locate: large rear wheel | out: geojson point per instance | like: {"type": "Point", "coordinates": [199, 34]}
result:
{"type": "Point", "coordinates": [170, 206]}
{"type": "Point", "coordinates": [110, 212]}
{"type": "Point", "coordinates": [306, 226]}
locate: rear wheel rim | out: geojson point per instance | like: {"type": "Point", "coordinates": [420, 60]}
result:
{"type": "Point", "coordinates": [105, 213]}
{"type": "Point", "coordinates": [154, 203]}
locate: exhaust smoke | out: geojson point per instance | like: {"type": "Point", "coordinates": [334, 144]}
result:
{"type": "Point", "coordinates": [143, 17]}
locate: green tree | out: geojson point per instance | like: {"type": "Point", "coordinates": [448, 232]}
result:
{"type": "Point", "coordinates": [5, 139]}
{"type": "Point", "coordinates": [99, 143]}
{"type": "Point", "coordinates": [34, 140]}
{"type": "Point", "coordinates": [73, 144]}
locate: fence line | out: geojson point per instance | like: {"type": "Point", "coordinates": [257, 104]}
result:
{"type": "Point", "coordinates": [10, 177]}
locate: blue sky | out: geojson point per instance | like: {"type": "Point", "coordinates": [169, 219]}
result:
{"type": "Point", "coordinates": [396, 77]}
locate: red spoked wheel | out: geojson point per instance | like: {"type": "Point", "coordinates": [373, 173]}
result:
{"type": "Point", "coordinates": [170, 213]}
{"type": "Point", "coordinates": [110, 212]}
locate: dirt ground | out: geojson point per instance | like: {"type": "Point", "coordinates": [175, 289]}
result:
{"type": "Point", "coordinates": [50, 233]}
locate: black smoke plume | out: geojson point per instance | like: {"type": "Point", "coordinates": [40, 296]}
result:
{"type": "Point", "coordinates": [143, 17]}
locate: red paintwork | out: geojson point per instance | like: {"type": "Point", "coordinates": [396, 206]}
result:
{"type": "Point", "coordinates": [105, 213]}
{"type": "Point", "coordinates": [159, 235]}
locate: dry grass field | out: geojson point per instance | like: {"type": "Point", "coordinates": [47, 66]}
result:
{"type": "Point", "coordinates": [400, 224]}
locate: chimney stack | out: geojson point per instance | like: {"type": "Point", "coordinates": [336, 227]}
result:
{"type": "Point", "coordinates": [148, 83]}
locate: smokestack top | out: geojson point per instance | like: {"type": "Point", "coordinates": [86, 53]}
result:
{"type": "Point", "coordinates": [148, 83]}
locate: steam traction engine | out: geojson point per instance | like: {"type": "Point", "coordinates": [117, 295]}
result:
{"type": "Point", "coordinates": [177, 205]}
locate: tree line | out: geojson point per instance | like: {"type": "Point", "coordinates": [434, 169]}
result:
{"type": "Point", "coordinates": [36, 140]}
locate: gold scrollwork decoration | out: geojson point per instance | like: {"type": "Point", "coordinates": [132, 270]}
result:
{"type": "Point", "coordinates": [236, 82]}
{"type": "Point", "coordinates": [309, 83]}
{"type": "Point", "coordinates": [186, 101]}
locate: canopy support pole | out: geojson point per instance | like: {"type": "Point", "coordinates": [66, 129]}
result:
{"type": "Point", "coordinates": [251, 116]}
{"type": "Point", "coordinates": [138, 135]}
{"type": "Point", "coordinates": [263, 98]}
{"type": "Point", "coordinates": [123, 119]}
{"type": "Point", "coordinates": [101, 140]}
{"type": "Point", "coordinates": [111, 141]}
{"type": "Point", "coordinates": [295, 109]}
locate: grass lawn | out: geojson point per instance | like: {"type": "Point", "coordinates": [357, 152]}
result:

§ §

Starting at the line that contains "locate: canopy support" and ending at the last line of the listing, write those lines out again, requests included. Scale every coordinate in the answers by 0.25 and round it to a whole number, rounding halves up, but leave the numbers in the requests and their format samples unchanged.

**Task solution**.
locate: canopy support pole | out: geojson point per instance | like: {"type": "Point", "coordinates": [66, 129]}
result:
{"type": "Point", "coordinates": [63, 29]}
{"type": "Point", "coordinates": [35, 34]}
{"type": "Point", "coordinates": [66, 25]}
{"type": "Point", "coordinates": [31, 30]}
{"type": "Point", "coordinates": [25, 35]}
{"type": "Point", "coordinates": [28, 35]}
{"type": "Point", "coordinates": [74, 27]}
locate: grass lawn | out: geojson point per instance | like: {"type": "Point", "coordinates": [357, 152]}
result:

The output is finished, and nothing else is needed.